TASKS FOR THIS EXERCISE >>
A) According to the Kumbharia text, how far is the village from Anjar town?
B) Can you duplicate the passage of the Kumbharia text starting at "Kumbharia or Kumbhariya" and ending at "Meghpar and Kumbharia."?
C) Does the Kumbharia text support each of these statements? (i) A major group of the Mistri community entered Kutch in the 12th century AD. (ii) Kumbharia lies in Bhuj Taluka. (iii) The Mistri community first moved into Saurashtra from Rajasthan. Give yes or no for each, quoting the words that decide it.

TEXT >>
┏━━
Kumbharia or Kumbhariya is a village in Anjar Taluka of Kutch District of Gujarat State of India.  It is situated at a distance of 14  km from Anjar town, the taluka headquarters.

History

Kumbharia  is one of the 18 villages founded by Kutch Gurjar Kshatriyas or Mistris. These Mistri community first moved into Saurashtra from Rajasthan in the early 7th century and later a major group entered Kutch in the 12th century AD and established themselves at Dhaneti. Later in the 12th century onwards they moved between Anjar and Bhuj and founded the villages of Anjar, Sinugra, Khambhra, Nagalpar, Khedoi, Madhapar, Hajapar, Kukma, Galpadar, Reha, Vidi, Jambudi, Devaliya, Lovaria, Nagor, Chandiya, Meghpar and Kumbharia.
┗━━
(Extracted records)
┏━━
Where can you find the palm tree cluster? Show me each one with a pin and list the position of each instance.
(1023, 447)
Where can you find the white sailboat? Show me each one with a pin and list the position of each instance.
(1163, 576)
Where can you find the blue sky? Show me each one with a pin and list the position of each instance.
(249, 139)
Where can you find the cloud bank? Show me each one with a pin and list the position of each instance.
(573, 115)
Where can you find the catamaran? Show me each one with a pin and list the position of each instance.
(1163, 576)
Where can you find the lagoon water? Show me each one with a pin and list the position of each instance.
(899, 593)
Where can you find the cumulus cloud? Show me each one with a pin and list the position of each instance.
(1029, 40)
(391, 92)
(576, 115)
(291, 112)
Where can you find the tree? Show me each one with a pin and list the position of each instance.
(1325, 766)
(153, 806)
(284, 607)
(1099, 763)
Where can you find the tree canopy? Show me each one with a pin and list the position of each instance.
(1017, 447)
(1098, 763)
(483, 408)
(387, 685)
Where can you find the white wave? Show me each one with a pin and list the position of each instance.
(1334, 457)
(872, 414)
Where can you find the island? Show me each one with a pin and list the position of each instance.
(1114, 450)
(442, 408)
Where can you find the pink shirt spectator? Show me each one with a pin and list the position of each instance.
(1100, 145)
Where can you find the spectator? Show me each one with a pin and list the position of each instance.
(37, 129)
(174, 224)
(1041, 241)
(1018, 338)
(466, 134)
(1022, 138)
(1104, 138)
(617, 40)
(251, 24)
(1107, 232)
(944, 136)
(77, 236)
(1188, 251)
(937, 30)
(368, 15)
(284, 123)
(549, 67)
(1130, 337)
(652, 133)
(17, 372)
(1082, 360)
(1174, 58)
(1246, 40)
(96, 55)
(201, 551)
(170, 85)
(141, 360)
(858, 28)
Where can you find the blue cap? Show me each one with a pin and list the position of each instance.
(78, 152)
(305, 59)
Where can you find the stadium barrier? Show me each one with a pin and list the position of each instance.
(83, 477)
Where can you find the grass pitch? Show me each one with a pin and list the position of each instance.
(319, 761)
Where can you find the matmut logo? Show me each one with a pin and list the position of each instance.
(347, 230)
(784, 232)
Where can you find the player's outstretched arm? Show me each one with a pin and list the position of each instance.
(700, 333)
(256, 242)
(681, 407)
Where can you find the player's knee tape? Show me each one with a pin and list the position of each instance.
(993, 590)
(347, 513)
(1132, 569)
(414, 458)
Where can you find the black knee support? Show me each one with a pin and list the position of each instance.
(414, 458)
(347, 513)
┗━━
SOLUTIONS BELOW >>
A) 14 km

B)
Kumbharia or Kumbhariya is a village in Anjar Taluka of Kutch District of Gujarat State of India.  It is situated at a distance of 14  km from Anjar town, the taluka headquarters.

History

Kumbharia  is one of the 18 villages founded by Kutch Gurjar Kshatriyas or Mistris. These Mistri community first moved into Saurashtra from Rajasthan in the early 7th century and later a major group entered Kutch in the 12th century AD and established themselves at Dhaneti. Later in the 12th century onwards they moved between Anjar and Bhuj and founded the villages of Anjar, Sinugra, Khambhra, Nagalpar, Khedoi, Madhapar, Hajapar, Kukma, Galpadar, Reha, Vidi, Jambudi, Devaliya, Lovaria, Nagor, Chandiya, Meghpar and Kumbharia.

C)
(i) Yes: "later a major group entered Kutch in the 12th century AD"
(ii) No: "a village in Anjar Taluka of Kutch District"
(iii) Yes: "first moved into Saurashtra from Rajasthan in the early 7th century"